Tirofiban e eptifibatide sono nuovi antiaggreganti piastrinici che, antagonizzando il legame del fibrinogeno e del fattore di von Willebrand ai recettori delle glicoproteine IIb/IIIa presenti sulla superficie delle piastrine, impediscono l'aggregazione piastrinica [con lo stesso meccanismo d'azione dell'acbiximab (Reopro)].
L'effetto antipiastrinico di tirofiban ed eptifibatide permane per circa 4 ore contro le 24-48 ore dell'abciximab. Vengono impiegati per infusione endovenosa: il tirofiban alla dose di 400ng/kg/min per 30 minuti, seguiti da 100ng/kg/min per almeno 48 ore; l'eptifibatide alla dose di 2 mcg/kg/min sino a 72 ore, preceduta da un bolo di 180mcg/kg.Nei pazienti candidati a interventi di rivascolarizzazione coronaria percutanea (es. angioplastica con o senza impianto di stent), gli inibitori selettivi dei recettori IIb/IIIa, associati all'aspirina e alla eparina, si sono dimostrati in grado di ridurre l'incidenza di morte e di infarto miocardico a 30 giorni e a 6 mesi.Nel trattamento delle sindromi coronariche acute e nell'infarto non Q, l'efficacia di questi antiaggreganti piastrinici risulta meno evidente e il loro ruolo preciso è ancora in via di definizione.
---------------
* [Compiti da svolgere]:
• A. Riscrivi il testo su tirofiban ed eptifibatide da "Tirofiban e eptifibatide" a "d'azione dell'acbiximab (Reopro)].", estremi inclusi, sostituendo "impediscono" con "bloccano".
• B. Prosegui il testo su tirofiban ed eptifibatide dopo l'ultima frase riportata.
Le voci riportate più avanti non servono a nulla per lo svolgimento.
---------------
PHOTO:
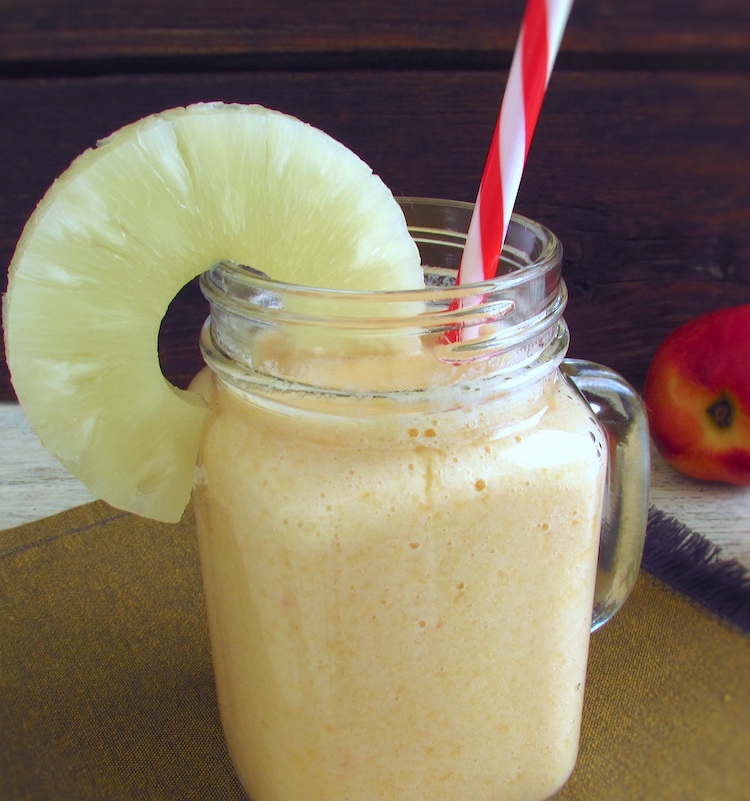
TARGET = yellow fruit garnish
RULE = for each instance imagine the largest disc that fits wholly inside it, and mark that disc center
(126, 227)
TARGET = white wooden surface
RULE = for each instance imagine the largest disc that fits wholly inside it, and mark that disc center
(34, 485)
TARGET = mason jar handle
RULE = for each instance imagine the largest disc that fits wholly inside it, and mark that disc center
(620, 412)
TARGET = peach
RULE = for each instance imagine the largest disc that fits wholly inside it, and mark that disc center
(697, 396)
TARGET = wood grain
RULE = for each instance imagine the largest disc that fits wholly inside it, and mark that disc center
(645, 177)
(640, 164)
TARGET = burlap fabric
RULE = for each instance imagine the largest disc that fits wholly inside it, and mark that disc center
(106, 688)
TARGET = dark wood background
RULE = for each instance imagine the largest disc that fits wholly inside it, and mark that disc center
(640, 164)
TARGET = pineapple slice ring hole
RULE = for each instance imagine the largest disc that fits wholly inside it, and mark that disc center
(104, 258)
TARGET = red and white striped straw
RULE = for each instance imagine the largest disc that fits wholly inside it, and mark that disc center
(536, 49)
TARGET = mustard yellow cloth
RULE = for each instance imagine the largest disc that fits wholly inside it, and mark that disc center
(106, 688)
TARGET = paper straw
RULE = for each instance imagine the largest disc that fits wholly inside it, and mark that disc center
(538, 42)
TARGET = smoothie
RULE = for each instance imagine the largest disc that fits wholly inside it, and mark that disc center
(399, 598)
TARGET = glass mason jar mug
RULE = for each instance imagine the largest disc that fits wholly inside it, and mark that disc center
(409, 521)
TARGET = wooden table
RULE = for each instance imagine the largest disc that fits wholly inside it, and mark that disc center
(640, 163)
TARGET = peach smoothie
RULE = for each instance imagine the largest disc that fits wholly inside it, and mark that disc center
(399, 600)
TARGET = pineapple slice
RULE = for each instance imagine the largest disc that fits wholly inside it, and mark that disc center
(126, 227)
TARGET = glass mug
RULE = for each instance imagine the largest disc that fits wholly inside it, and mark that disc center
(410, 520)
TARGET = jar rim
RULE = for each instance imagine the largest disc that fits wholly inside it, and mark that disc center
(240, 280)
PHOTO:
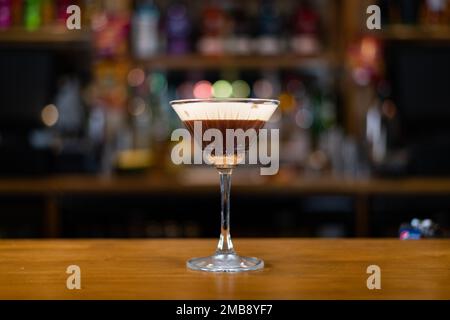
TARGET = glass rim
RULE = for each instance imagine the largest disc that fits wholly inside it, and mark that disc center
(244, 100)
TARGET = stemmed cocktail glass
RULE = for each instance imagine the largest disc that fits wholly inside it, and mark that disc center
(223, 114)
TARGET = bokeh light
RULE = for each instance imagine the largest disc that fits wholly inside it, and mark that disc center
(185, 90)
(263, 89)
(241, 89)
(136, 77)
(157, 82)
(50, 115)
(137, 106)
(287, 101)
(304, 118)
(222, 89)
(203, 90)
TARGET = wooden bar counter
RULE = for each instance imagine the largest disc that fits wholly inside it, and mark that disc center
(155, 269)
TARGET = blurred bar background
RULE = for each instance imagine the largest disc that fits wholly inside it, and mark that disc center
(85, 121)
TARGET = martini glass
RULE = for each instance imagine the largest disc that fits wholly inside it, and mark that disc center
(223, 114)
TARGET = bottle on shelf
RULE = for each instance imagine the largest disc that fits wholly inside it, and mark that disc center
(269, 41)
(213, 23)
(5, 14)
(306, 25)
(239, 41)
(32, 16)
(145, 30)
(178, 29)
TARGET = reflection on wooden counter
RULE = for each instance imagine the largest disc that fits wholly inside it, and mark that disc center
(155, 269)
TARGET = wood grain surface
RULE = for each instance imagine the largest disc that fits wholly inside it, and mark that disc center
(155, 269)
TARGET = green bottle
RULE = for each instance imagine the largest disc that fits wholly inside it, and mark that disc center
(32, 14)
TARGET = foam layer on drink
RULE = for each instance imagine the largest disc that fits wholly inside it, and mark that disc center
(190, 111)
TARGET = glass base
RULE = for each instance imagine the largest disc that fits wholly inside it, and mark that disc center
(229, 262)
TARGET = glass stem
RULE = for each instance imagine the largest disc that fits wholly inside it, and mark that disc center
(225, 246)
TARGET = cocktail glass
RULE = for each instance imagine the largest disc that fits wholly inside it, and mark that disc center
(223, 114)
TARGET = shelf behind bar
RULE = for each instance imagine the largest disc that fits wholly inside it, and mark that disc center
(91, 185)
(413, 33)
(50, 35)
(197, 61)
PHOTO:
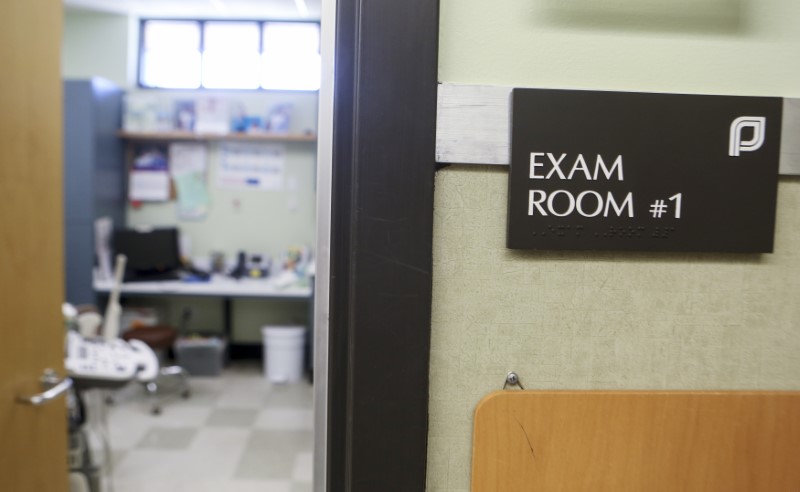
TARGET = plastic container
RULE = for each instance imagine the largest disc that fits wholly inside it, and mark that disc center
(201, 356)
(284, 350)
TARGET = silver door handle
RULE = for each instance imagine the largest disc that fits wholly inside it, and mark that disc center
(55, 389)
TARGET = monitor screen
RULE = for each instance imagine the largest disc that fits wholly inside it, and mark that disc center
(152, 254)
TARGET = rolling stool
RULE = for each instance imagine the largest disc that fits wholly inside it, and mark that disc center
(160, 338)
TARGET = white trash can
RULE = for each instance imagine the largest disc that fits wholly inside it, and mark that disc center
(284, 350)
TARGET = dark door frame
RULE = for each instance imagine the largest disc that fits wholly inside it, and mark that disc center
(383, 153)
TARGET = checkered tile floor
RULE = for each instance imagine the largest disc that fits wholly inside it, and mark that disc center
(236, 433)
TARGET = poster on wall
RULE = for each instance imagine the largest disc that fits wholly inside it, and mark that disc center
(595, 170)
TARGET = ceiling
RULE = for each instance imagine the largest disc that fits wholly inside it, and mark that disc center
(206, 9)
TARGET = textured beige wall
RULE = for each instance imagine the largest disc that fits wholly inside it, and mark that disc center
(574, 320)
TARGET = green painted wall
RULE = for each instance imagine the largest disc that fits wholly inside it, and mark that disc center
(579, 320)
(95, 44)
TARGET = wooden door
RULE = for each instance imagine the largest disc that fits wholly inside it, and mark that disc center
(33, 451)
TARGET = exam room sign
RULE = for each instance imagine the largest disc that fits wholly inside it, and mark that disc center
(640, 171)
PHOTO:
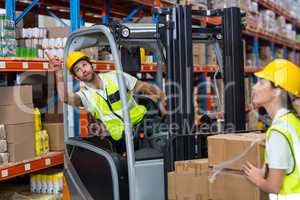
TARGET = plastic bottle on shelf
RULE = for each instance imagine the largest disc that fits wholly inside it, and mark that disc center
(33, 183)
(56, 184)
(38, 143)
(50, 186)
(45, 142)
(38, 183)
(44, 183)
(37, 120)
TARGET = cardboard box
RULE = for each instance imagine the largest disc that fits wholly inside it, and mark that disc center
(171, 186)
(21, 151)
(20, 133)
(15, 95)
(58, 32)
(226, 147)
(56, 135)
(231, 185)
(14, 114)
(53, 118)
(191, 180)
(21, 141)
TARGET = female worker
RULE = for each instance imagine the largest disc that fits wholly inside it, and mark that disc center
---------------
* [Soluzioni degli esercizi]:
• A.
Tirofiban e eptifibatide sono nuovi antiaggreganti piastrinici che, antagonizzando il legame del fibrinogeno e del fattore di von Willebrand ai recettori delle glicoproteine IIb/IIIa presenti sulla superficie delle piastrine, bloccano l'aggregazione piastrinica [con lo stesso meccanismo d'azione dell'acbiximab (Reopro)].

• B.
Sulla base dei trial più importanti sinora condotti, la popolazione di pazienti che può ottenere i benefici maggiori dal trattamento è quella con angina instabile associata ad almeno uno dei seguenti fattori: troponina positiva, scompenso in atto, ischemia ricorrente, instabilità emodinamica, aritmie maggiori, angina precoce post-infartuale, pregresso by-pass coronarico. Non esistono confronti diretti tra tirofiban ed eptifibatide, né ragioni per ritenere che l'uno sia superiore all'altro. Nell'infarto miocardico acuto è attualmente in fase di studio la loro associazione a dosi ridotte di fibrinolitico per migliorare la riperfusione coronarica.
Tutti gli antagonisti della glicoproteina IIa/IIIb aumentano leggermente il rischio di emorragie maggiori.